#### EXERCISE PROMPT:
Please rewrite the rows from the line with "Expected: one point per instance of the carpet" through the end of the rows, keeping every line and leaving each request's text unchanged. Rescale each coordinate in the answers by 1.9 and round it to a whole number, rounding halves up.
________________________________________
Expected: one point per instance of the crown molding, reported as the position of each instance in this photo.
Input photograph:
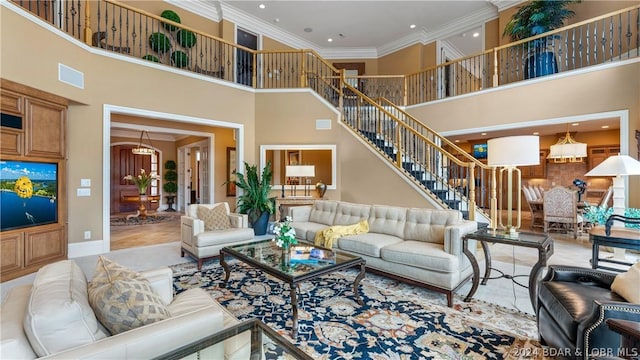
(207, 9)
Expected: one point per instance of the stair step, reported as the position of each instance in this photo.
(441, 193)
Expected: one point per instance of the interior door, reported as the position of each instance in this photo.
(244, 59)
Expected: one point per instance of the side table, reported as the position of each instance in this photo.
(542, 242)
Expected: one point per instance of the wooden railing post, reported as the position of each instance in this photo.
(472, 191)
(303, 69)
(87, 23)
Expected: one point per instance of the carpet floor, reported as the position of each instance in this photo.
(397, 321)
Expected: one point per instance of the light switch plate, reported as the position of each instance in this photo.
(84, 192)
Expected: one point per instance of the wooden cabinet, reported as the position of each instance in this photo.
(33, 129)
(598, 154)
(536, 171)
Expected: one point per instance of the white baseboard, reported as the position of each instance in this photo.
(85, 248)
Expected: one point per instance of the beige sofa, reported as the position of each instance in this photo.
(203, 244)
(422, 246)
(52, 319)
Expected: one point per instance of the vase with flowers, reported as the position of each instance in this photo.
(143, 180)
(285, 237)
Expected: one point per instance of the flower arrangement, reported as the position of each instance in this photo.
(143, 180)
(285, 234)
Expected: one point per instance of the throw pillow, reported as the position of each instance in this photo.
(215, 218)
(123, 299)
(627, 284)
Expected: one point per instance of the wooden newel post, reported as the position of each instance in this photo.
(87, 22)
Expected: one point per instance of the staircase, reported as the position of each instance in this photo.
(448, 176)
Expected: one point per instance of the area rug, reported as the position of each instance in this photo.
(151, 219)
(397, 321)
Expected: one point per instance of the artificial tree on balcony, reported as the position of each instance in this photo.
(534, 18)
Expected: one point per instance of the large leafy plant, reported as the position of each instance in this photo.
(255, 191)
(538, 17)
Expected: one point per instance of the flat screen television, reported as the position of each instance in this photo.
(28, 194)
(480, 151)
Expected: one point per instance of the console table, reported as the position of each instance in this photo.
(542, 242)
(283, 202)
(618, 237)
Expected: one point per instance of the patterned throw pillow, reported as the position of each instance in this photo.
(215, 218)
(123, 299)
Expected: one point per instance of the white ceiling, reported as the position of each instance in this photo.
________________________________________
#### RESPONSE FOR THIS EXERCISE:
Expected: one point per instance of the carpet floor, reported as the position of each instance in this photo.
(754, 610)
Expected: one point per instance of the light switch plate, reported as the position of each instance in this photo.
(160, 365)
Expected: one point per instance of the wooden cabinet, reported as the position of each instance in this photo.
(63, 245)
(1136, 293)
(1018, 325)
Expected: one point per instance of the white baseboard, reported as the position of each instance in this photo.
(162, 471)
Expected: one point per instance of the beige sofa, reported as the position of each instance in this photo.
(386, 464)
(802, 467)
(99, 606)
Expected: one point per instance of the vase with flowers, reported as the position of each instance in this photo.
(272, 342)
(542, 450)
Expected: one point per instance of the flower arrangement, reported as the position of each instance in this photo.
(272, 342)
(542, 445)
Expected: one point per instance of the throw pillow, reported as the position of each instance in this photo.
(409, 414)
(234, 568)
(1191, 540)
Expected: one point per instance of the wooden newel post, reported as the position of each instance in this photo.
(165, 42)
Expected: one point per instance of the staircase, reported as the position of each instance in this photo.
(851, 334)
Expected: one point per instance of the area rug, reported as the position of each instance in this photo.
(287, 416)
(754, 610)
Expected: one point per instance of the artificial tree on balcony, reported as the position of each instance in this photo.
(1015, 34)
Expected: one point per instance of the large leafy plant, reported as the position of each instance in this photo.
(485, 363)
(1022, 32)
Expected: one point per instance of the flat screen television, reported as the position of each instance in this photo.
(53, 369)
(912, 287)
Expected: one point per instance of the console table, reported as the position of each instance in this photo.
(1030, 460)
(538, 384)
(1174, 450)
Expected: one point per instance of the patterned throw pillow, reported as the position of each instance in this photo.
(409, 414)
(234, 568)
Expected: one point per instance of the white ceiling, reported as the position of each instance in this photo.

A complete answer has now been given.